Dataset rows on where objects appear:
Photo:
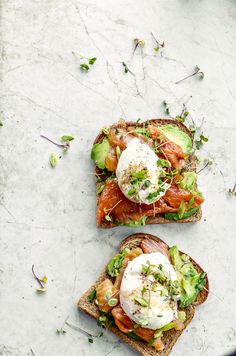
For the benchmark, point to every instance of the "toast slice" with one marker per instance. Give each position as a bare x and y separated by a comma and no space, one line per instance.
158,218
170,337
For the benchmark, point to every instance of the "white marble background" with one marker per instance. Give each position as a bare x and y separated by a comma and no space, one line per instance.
47,216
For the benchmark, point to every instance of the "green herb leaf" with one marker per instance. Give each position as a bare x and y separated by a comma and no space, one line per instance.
163,163
41,290
92,295
53,160
92,60
106,130
100,189
61,331
135,223
67,138
44,280
132,191
203,138
159,332
140,175
118,152
187,214
112,302
133,336
114,266
182,208
84,66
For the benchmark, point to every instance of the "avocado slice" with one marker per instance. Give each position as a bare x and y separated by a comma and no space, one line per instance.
186,214
191,282
176,135
99,153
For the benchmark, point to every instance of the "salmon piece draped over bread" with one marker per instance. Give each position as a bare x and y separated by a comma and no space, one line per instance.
113,202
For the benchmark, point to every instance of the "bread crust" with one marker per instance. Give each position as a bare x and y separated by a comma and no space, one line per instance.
170,337
158,219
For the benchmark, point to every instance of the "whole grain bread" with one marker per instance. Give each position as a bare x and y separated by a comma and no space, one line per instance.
170,337
158,219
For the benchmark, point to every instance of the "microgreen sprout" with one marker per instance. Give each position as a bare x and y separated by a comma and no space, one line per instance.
64,146
126,69
197,72
233,191
207,163
89,335
166,108
88,62
40,281
138,43
199,143
158,45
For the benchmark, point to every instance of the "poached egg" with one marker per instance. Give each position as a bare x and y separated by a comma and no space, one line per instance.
138,174
146,301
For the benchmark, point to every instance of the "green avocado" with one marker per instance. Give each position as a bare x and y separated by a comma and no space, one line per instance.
191,282
186,214
99,153
176,135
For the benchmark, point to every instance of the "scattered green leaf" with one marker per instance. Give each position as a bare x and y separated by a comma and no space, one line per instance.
61,331
100,189
197,72
84,66
53,160
126,69
114,266
67,138
92,295
92,60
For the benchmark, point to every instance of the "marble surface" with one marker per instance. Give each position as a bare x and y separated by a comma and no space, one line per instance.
47,216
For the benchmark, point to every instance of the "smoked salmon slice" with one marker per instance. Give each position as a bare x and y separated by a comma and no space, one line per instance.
150,246
126,325
106,291
113,203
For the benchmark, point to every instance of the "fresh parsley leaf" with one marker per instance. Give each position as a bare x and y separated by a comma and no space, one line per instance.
118,152
92,60
182,209
114,266
92,295
84,66
100,189
67,138
53,160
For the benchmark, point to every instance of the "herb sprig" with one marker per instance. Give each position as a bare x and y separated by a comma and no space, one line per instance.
40,281
138,43
126,69
90,336
197,72
233,191
158,44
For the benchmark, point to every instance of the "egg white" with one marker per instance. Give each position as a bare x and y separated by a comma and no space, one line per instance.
136,157
161,310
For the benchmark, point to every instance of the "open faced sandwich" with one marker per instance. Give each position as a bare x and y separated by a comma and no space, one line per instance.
147,294
146,174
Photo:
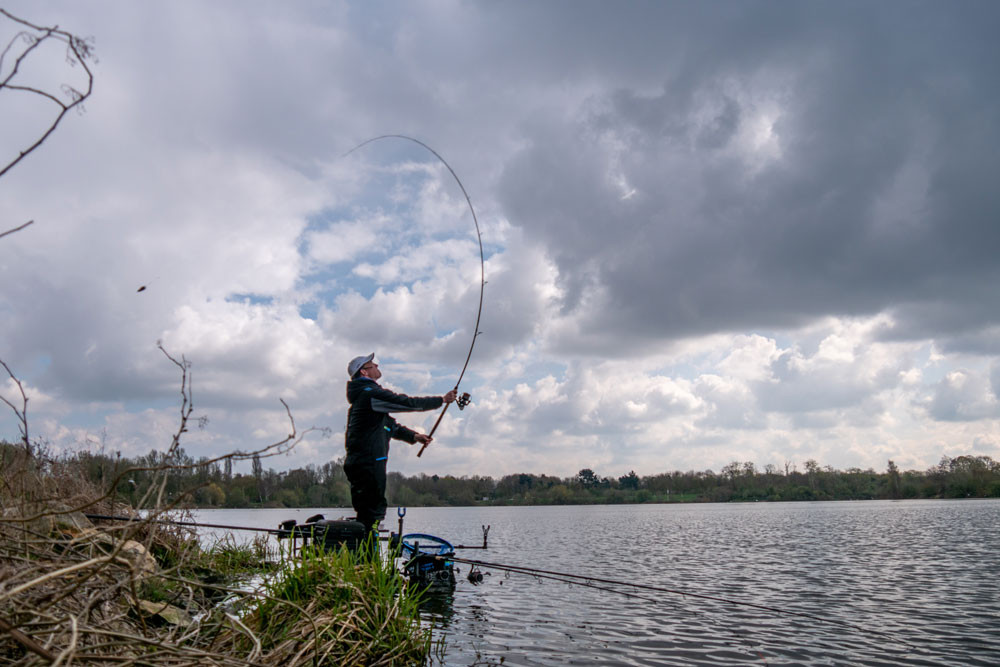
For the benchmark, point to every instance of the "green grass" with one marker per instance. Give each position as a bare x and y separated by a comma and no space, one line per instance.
337,608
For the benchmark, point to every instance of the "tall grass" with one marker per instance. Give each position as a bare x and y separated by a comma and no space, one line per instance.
338,608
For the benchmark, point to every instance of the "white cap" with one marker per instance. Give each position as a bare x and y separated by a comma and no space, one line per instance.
357,363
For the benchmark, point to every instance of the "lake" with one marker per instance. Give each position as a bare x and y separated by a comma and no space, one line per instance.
875,582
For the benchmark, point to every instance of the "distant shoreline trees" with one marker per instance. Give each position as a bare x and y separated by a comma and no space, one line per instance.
207,484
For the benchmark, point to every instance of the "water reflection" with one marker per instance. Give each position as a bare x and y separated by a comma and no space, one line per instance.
908,582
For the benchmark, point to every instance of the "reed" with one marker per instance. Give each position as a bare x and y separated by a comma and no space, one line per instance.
340,608
142,592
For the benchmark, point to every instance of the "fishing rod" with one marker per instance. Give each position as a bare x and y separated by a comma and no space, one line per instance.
464,399
293,530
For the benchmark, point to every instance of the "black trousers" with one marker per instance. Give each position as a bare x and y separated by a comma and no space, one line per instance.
367,491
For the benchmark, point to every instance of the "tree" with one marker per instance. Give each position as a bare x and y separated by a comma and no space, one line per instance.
893,473
587,478
629,481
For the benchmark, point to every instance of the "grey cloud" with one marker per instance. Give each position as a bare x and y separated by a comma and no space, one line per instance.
962,396
714,243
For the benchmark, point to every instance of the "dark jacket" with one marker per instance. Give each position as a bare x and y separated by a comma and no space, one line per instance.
369,425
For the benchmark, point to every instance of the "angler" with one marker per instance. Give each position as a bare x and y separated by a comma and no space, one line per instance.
369,428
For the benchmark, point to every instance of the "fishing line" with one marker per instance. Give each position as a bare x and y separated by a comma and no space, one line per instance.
578,578
482,263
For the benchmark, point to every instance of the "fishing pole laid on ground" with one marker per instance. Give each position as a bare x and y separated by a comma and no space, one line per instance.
464,399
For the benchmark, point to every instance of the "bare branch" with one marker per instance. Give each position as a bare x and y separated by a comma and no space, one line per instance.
22,412
78,52
16,229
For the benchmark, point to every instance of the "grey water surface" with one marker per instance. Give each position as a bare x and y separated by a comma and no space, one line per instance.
874,582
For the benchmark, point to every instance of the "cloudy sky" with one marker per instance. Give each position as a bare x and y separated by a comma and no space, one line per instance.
753,231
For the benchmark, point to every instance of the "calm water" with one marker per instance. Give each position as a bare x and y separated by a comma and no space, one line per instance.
916,580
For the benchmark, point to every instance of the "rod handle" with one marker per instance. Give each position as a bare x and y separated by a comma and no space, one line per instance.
431,434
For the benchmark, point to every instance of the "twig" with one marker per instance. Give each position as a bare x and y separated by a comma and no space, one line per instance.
26,641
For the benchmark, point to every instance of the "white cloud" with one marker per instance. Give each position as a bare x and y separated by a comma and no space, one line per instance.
706,240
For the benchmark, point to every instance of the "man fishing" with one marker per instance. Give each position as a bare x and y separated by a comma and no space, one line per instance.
369,428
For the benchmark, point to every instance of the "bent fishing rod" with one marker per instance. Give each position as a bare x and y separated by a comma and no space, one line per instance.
464,399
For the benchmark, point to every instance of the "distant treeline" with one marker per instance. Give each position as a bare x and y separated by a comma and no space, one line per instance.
214,485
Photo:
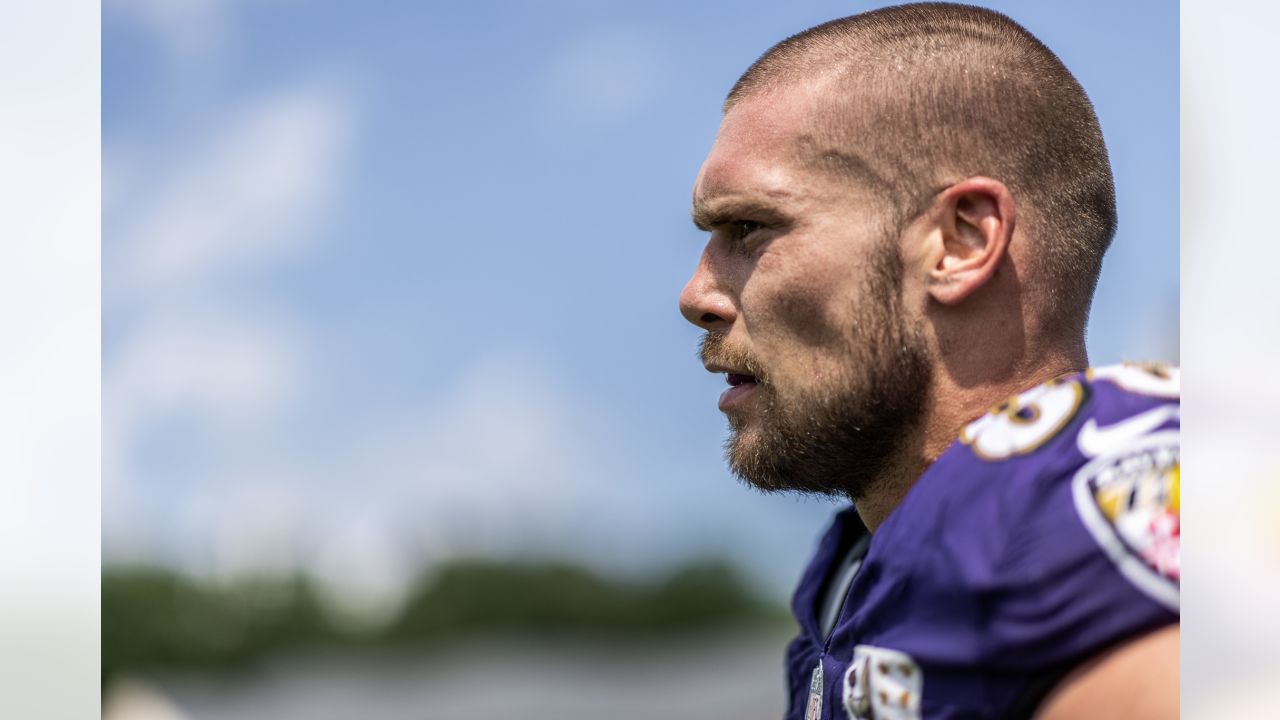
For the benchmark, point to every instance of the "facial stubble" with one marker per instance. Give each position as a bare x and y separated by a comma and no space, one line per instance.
848,436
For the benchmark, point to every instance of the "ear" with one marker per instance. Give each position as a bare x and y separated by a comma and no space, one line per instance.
972,224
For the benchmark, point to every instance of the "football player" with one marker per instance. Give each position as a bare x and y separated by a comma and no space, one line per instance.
908,212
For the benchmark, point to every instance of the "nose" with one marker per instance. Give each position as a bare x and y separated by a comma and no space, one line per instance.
703,301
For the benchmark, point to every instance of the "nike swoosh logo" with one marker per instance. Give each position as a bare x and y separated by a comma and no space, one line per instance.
1096,441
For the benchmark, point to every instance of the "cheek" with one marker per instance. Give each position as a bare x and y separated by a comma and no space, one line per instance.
795,304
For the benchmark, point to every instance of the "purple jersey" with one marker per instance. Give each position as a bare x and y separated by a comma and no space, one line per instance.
1047,533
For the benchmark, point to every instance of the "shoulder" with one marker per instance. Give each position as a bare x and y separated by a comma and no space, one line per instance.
1038,425
1075,470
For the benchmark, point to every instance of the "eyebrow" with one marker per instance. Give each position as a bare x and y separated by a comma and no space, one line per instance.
708,215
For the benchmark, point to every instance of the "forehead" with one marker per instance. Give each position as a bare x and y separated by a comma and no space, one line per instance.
754,150
766,150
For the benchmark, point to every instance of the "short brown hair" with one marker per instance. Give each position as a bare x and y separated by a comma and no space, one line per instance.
949,91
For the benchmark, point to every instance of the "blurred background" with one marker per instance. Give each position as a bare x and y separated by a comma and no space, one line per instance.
400,415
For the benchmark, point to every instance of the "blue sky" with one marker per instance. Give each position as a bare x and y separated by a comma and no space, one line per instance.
384,287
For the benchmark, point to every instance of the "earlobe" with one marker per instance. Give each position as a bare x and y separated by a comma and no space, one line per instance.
974,222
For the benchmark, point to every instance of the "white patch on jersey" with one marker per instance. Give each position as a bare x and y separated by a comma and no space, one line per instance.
1130,504
1023,423
813,711
882,684
1096,442
1144,378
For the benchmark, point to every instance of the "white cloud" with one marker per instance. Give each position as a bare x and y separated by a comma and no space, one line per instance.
187,30
251,187
225,373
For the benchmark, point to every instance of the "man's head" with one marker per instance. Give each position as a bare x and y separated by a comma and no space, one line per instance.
906,200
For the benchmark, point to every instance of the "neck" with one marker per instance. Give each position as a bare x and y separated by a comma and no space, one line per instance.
950,408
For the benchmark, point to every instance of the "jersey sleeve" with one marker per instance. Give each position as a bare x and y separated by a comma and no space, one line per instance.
1093,556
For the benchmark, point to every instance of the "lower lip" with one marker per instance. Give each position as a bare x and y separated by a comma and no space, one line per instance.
735,395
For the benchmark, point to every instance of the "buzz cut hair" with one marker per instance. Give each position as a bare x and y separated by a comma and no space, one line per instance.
924,95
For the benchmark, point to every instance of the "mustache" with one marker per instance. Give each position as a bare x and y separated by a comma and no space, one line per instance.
713,349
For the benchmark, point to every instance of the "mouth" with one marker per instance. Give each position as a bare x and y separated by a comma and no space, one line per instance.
741,386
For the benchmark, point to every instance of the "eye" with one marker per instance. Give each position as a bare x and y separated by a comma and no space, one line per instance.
744,228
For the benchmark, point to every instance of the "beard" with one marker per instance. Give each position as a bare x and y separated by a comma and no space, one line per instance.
849,434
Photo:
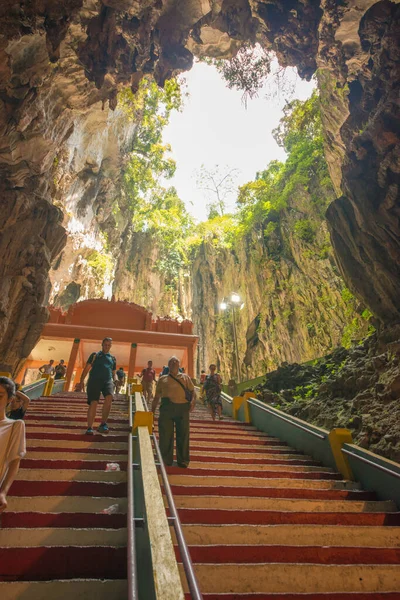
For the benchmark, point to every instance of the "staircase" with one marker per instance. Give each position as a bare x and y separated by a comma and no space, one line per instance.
57,538
263,521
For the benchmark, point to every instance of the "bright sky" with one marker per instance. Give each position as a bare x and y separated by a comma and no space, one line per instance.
215,128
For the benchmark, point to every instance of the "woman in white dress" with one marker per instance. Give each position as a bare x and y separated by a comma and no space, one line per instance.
12,442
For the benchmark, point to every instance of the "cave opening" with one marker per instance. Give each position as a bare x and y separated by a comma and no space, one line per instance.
64,158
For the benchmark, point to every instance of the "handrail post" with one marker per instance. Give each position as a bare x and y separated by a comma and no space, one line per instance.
191,578
131,550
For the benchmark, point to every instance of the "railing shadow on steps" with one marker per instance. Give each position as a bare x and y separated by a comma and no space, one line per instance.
152,543
333,448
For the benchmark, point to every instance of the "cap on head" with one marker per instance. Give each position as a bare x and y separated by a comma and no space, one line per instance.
8,385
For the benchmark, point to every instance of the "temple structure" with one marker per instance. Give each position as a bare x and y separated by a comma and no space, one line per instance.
137,338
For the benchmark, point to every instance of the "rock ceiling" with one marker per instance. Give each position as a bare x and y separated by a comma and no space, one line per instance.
63,61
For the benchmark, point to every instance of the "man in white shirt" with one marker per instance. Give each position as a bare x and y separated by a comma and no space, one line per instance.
47,369
12,442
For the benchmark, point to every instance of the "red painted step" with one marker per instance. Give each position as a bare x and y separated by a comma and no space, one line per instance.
56,451
69,562
55,463
50,427
75,520
69,488
76,437
32,416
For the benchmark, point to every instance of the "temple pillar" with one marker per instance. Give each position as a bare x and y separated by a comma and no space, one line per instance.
21,374
72,362
78,373
132,361
190,359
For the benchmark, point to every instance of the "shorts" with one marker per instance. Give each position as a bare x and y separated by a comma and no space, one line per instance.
95,388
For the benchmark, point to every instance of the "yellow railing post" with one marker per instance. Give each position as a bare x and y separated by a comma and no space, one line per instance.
337,437
237,402
49,387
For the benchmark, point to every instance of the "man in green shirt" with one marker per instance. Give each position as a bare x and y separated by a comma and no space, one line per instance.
101,367
173,389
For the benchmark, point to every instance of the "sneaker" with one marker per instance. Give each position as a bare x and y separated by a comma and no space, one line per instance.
103,428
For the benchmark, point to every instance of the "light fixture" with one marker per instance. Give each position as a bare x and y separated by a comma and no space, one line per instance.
235,298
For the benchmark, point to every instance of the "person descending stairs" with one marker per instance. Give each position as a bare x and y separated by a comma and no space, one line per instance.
64,532
263,521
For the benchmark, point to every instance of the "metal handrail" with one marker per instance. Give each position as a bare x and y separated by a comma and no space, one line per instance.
320,436
131,549
34,384
369,462
182,545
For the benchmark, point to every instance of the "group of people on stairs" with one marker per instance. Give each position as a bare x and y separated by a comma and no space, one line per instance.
175,391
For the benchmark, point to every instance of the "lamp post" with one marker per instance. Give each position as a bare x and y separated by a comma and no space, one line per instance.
233,302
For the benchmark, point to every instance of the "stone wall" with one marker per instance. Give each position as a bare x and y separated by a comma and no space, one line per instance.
61,61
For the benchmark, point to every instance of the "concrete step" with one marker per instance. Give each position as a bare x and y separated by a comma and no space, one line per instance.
283,505
322,596
262,459
293,535
267,473
81,589
237,467
247,482
296,578
270,517
271,492
293,554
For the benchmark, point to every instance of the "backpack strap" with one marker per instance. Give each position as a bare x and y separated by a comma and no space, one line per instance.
177,381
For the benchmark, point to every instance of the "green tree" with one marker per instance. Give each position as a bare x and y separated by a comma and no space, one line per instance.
217,184
150,109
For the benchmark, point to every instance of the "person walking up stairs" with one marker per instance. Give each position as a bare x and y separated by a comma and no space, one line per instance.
64,533
263,521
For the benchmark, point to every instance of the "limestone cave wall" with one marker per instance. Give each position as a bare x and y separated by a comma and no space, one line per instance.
295,304
61,62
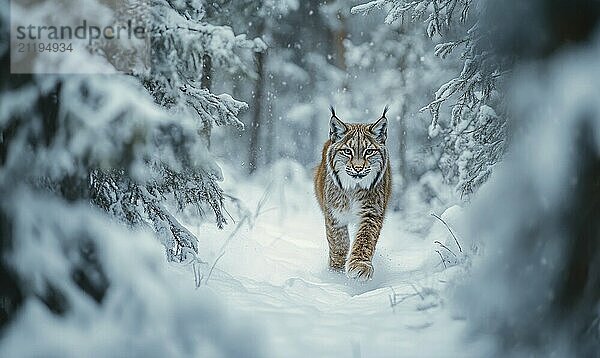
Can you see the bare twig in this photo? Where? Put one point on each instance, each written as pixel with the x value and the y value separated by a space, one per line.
pixel 445 247
pixel 442 257
pixel 450 230
pixel 237 228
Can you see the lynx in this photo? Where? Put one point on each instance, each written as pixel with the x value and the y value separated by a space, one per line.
pixel 353 184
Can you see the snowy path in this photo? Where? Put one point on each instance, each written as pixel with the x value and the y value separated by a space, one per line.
pixel 275 273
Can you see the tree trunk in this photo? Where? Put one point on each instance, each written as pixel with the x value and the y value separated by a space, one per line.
pixel 255 126
pixel 206 83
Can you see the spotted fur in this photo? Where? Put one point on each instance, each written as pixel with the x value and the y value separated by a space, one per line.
pixel 353 184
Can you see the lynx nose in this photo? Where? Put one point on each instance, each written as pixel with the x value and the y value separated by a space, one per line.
pixel 358 165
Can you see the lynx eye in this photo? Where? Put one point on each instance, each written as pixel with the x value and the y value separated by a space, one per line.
pixel 347 151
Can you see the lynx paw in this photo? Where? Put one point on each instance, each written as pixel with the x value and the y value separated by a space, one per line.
pixel 360 270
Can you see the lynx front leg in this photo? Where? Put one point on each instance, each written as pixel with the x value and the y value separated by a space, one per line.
pixel 339 243
pixel 360 265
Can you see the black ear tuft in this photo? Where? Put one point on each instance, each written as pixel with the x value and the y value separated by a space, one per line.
pixel 379 128
pixel 387 107
pixel 337 128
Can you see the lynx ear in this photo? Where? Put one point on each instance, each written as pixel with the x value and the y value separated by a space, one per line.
pixel 379 128
pixel 337 128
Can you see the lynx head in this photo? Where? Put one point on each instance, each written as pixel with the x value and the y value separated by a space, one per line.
pixel 357 154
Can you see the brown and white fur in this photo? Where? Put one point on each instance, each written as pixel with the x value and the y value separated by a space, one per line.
pixel 353 184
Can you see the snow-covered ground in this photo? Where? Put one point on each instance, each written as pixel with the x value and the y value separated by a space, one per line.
pixel 273 271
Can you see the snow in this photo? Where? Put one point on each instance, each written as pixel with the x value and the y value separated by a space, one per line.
pixel 275 271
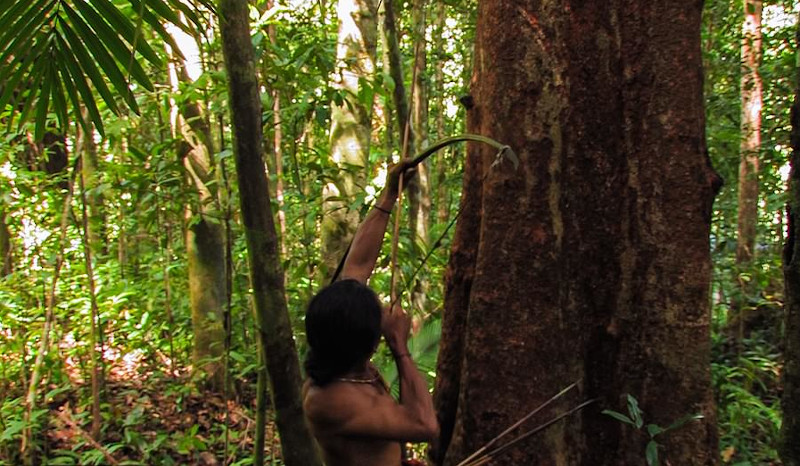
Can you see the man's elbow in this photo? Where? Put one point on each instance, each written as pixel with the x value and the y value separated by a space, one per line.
pixel 430 429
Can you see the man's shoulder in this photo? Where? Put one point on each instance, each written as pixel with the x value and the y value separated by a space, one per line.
pixel 335 403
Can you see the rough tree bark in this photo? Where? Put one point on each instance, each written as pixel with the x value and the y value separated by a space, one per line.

Task prompt. Give back, unchanged, every line from the one with "Can you see the man's elbow" to the end of the entries above.

Task response.
Can you see the man's elbow in this photo? Where? Put one point on each instance, each written as pixel with the x value and the y value separated by a space, one per line.
pixel 430 429
Can you see the man's shoulder in this photo? Where? Put one point on each instance, each written as pixel with the x value and the y value separated by a space, one per line.
pixel 335 403
Can you see the rough tree bark in this photo? Where? Put one point on each instance, each written as pixel with the x value and the y value separated by a space, one per line.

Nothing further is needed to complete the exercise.